Assignment: When the line with "of the musician" appears below, start repeating lines exactly, and keep going through the line with "The component shall return one point per instance of the dancer"; add nothing outside that span.

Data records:

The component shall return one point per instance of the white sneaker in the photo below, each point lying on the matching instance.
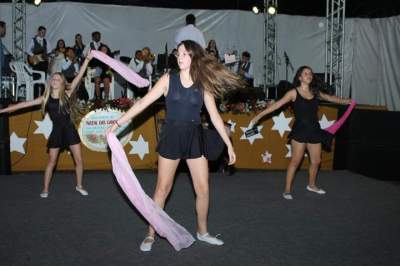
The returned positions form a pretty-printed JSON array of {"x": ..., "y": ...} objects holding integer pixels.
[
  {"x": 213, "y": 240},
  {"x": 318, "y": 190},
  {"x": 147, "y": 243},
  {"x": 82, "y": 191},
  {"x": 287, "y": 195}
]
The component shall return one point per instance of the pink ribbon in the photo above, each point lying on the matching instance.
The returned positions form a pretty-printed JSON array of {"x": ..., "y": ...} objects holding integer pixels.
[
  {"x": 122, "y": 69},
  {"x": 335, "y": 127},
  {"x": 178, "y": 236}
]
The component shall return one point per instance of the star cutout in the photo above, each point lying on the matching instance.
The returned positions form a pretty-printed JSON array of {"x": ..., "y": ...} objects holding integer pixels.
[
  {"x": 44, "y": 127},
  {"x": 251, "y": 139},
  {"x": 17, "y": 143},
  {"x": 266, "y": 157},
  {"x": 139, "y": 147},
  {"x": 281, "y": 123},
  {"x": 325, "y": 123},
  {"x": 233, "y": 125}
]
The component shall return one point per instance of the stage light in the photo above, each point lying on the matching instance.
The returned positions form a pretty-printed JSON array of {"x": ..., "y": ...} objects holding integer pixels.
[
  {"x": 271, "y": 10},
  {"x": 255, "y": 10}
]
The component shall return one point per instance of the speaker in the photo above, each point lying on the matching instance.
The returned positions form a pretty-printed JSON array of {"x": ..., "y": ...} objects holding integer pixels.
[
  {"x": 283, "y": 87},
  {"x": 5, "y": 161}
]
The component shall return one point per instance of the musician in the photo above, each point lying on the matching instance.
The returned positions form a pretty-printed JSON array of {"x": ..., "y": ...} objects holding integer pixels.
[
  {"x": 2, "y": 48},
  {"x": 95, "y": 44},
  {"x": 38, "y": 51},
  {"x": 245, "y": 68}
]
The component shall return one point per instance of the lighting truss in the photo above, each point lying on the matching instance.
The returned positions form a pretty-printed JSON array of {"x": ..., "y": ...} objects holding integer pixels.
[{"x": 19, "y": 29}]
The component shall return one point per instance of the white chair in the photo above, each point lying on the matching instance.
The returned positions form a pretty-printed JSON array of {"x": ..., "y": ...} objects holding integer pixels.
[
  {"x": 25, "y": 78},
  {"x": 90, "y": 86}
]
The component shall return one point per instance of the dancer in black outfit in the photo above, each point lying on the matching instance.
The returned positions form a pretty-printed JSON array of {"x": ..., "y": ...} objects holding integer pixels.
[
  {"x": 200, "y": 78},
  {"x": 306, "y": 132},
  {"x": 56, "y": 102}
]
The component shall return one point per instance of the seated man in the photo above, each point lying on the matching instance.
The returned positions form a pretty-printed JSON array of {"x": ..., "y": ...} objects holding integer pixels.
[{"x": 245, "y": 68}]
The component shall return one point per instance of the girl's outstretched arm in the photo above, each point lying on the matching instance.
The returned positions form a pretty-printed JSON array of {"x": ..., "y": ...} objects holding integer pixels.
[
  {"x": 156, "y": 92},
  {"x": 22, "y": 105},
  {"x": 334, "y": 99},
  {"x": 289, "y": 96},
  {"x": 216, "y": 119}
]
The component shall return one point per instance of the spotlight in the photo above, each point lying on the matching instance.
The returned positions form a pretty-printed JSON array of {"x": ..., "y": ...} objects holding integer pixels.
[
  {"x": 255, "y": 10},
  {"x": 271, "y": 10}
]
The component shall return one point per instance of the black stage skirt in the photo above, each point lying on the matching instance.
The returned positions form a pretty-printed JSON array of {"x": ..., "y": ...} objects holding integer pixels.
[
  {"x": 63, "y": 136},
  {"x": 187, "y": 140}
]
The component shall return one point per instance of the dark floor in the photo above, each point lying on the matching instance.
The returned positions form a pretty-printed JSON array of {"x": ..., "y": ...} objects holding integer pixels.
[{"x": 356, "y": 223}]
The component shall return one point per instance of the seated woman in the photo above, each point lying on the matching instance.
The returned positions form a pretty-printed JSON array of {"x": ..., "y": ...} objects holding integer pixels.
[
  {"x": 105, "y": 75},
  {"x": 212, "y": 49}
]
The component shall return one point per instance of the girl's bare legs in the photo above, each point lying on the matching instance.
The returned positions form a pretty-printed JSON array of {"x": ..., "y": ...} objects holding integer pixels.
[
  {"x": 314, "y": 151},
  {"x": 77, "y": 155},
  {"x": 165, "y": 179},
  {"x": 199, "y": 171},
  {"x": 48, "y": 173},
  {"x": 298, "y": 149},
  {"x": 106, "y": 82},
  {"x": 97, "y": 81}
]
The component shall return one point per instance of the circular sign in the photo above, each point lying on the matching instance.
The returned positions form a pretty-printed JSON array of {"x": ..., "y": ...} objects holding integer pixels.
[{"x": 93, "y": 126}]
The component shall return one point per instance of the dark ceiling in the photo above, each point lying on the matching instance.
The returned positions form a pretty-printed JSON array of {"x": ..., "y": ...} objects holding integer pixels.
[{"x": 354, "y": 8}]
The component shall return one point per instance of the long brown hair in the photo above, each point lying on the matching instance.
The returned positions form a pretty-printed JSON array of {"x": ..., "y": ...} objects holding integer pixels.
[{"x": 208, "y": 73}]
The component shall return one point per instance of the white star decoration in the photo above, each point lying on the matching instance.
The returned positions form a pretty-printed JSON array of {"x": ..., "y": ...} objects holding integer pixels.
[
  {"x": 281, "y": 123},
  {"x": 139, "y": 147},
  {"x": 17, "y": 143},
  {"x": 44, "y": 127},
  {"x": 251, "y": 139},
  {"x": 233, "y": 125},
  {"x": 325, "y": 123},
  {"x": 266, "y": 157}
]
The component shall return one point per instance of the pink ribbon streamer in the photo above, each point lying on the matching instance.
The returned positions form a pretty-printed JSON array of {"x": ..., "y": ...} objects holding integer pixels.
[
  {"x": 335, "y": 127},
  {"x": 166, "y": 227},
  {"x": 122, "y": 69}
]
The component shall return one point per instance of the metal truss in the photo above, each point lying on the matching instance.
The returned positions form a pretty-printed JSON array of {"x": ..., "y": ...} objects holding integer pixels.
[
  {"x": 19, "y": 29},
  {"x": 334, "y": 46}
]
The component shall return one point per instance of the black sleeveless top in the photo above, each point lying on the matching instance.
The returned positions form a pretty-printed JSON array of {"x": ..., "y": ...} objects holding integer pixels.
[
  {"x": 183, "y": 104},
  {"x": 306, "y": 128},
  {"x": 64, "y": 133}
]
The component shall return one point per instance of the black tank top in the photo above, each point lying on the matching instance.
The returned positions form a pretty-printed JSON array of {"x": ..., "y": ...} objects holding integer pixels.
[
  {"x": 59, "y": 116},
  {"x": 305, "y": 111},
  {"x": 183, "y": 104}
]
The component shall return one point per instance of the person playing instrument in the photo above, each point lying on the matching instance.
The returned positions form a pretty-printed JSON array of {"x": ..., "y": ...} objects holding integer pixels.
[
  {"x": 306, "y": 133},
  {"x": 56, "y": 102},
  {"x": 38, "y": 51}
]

Answer below:
The component shall return one point per instance of the musician in the photo above, each point lying on the matching instance.
The returned positions form a pretty-printed JSON array of {"x": ..., "y": ...} objects holding integer pixels.
[
  {"x": 2, "y": 48},
  {"x": 95, "y": 44},
  {"x": 38, "y": 51},
  {"x": 245, "y": 68}
]
The component shall return one point per instance of the lighting truss in the photo above, each point lying on the matching instance.
The returned positions form a pretty-printed JSON array of {"x": ..., "y": ...} objects holding integer pixels.
[{"x": 19, "y": 29}]
The component shall return one point per instance of the white chair in the photo above, each point lying on the matching instance.
The returned positions form a pretty-printed JSON array of {"x": ..., "y": ...} objects holding integer pixels.
[
  {"x": 25, "y": 78},
  {"x": 90, "y": 86}
]
The component shall return one point per instance of the dancer in black outfit in the photo above, each point lying on the matching instance.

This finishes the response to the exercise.